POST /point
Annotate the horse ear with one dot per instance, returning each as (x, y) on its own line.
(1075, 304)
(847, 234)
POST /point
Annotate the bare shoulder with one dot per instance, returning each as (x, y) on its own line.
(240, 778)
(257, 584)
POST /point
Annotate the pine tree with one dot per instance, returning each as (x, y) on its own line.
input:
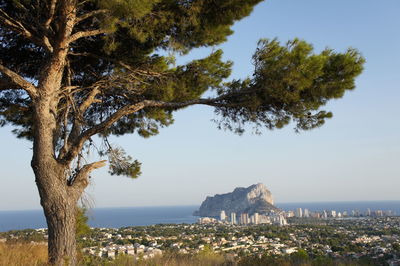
(74, 69)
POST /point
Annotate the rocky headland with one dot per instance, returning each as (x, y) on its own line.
(256, 198)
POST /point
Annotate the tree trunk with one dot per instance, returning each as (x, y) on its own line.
(58, 200)
(59, 206)
(61, 222)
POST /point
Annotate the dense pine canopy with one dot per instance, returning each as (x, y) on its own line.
(117, 60)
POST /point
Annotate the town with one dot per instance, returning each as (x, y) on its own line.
(372, 238)
(280, 217)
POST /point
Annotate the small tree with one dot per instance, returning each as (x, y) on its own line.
(73, 69)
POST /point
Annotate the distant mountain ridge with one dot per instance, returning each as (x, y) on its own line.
(256, 198)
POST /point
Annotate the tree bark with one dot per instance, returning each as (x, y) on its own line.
(58, 200)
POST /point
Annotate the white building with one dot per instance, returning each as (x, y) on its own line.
(233, 218)
(222, 215)
(299, 213)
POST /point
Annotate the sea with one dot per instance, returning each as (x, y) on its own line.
(140, 216)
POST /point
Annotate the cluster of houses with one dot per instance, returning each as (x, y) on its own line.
(272, 217)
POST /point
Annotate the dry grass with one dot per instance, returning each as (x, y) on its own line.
(23, 254)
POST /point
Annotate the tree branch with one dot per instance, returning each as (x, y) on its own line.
(90, 14)
(80, 181)
(18, 81)
(84, 34)
(17, 26)
(80, 140)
# # #
- What the exercise asks: Omitting all pictures, give the preceding listing again exactly.

- Your solution:
POST /point
Annotate the horse ear with one dot per instance, returning each as (x, y) on its own line.
(1075, 304)
(847, 234)
POST /point
Annotate the bare shoulder with one dot per instance, returning each as (x, y) on its own line.
(240, 778)
(257, 584)
POST /point
Annotate the pine tree with one dot per instance, returning each as (x, y) on its own line.
input:
(74, 69)
POST /point
Annotate the rocky headland with one dot per instance, returning each as (x, y) on its own line.
(256, 198)
POST /point
Annotate the tree trunk with one dot per instance, returning each as (x, y) on its own line.
(58, 200)
(59, 206)
(61, 222)
POST /point
Annotate the dense pine canopy with one dot per instance, returning each as (x, y) on its own line.
(117, 60)
POST /point
Annotate the town with one dot per instance, returning each as (x, y) on its own line.
(372, 238)
(280, 217)
POST /point
Annotate the small tree with one dot per instance, returning each as (x, y) on its own line.
(73, 69)
POST /point
Annotate the distant mountain ridge with one dot per instance, returning each as (x, y) on its own line.
(256, 198)
POST /point
Annotate the tree bark with one dot per instance, returning each as (x, y) on its own line.
(58, 200)
POST /point
Annotate the white building with one dot per instance, returning each as (x, y) on its own line.
(233, 218)
(222, 215)
(299, 213)
POST /point
Annotate the sea with one dot per instance, returning each as (x, y) on its own line.
(140, 216)
POST /point
Annotate the cluster of houses with one dot per instance, returning each as (x, y) on its own line.
(272, 217)
POST /point
Annotate the dry grass with one dot per instance, returning each as (x, y) on its own line.
(23, 254)
POST /point
Annotate the tree branch with one dot per instance, returning each as (x, y) on its own line.
(90, 14)
(80, 181)
(18, 81)
(84, 34)
(17, 26)
(80, 140)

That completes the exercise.